**PROBLEM TO WORK ON**
Reproduce each of the records below verbatim, keeping every line and character unchanged.

**SUPPLIED MATERIAL**
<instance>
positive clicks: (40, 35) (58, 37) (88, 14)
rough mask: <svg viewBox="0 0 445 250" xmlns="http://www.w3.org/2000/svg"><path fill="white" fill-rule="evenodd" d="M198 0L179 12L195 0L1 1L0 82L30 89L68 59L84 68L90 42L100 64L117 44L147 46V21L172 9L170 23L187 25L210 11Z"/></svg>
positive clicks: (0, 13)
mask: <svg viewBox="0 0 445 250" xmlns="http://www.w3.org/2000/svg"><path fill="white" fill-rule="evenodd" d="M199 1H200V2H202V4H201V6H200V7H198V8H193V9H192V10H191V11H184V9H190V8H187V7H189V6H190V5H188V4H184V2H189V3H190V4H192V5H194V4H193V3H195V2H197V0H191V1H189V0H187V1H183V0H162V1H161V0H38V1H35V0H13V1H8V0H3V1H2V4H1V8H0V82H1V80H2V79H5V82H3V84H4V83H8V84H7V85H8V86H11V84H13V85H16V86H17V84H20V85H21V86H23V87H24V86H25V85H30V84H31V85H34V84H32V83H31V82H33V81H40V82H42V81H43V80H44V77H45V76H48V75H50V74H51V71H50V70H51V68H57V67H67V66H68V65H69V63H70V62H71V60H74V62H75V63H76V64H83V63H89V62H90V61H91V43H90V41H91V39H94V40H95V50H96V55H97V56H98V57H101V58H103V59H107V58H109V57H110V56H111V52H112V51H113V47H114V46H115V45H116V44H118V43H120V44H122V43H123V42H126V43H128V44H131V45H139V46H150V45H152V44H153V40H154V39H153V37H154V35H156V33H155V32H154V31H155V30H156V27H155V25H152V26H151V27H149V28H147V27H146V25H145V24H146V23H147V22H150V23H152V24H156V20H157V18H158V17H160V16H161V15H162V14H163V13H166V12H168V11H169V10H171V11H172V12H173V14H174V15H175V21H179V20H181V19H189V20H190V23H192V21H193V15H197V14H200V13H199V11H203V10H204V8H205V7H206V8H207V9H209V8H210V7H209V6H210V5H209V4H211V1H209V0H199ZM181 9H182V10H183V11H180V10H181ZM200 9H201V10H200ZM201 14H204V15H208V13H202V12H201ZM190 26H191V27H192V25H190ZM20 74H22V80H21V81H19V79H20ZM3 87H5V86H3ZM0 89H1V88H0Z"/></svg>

**YOUR RESPONSE**
<instance>
positive clicks: (40, 35) (58, 37) (88, 14)
rough mask: <svg viewBox="0 0 445 250" xmlns="http://www.w3.org/2000/svg"><path fill="white" fill-rule="evenodd" d="M198 0L179 12L195 0L1 1L0 82L30 89L68 59L84 68L90 42L100 64L117 44L147 46V21L172 9L170 23L187 25L210 11Z"/></svg>
positive clicks: (0, 13)
mask: <svg viewBox="0 0 445 250" xmlns="http://www.w3.org/2000/svg"><path fill="white" fill-rule="evenodd" d="M199 1H200V2H202V4H201V6H200V7H198V8H193V9H192V10H191V11H184V9H190V8H187V7H189V6H190V5H188V4H184V2H189V3H190V4H192V5H194V4H193V3H195V2H197V0H191V1H189V0H187V1H183V0H162V1H161V0H38V1H35V0H13V1H8V0H3V1H2V4H1V8H0V82H1V80H2V79H5V82H3V84H4V83H8V84H7V85H8V86H11V84H13V85H16V86H17V84H20V85H21V86H23V87H24V86H25V85H30V84H31V85H34V84H32V83H31V82H33V81H40V82H42V81H43V80H44V77H45V76H48V75H50V74H51V71H50V70H51V68H57V67H67V66H68V65H69V63H70V62H71V60H74V62H75V63H76V64H83V63H89V62H90V61H91V43H90V41H91V39H94V40H95V50H96V55H97V56H98V57H101V58H103V59H107V58H109V57H110V56H111V52H112V51H113V47H114V46H115V45H116V44H118V43H120V44H122V43H123V42H126V43H128V44H131V45H139V46H150V45H152V44H153V40H154V39H153V37H154V35H156V33H155V32H154V31H155V30H156V27H155V25H152V26H151V27H149V28H147V27H146V25H145V24H146V23H147V22H150V23H152V24H156V20H157V18H158V17H160V16H161V15H162V14H163V13H166V12H168V11H169V10H171V11H172V12H173V14H174V15H175V21H179V20H181V19H189V20H190V23H192V21H193V15H197V14H200V13H199V11H203V10H204V8H205V7H206V8H207V9H209V8H210V7H209V6H210V5H209V4H211V1H209V0H199ZM181 9H182V10H183V11H180V10H181ZM200 9H201V10H200ZM201 14H204V15H208V13H202V12H201ZM190 26H191V27H192V25H190ZM20 74H22V80H21V81H19V79H20ZM3 87H5V86H3ZM0 89H1V88H0Z"/></svg>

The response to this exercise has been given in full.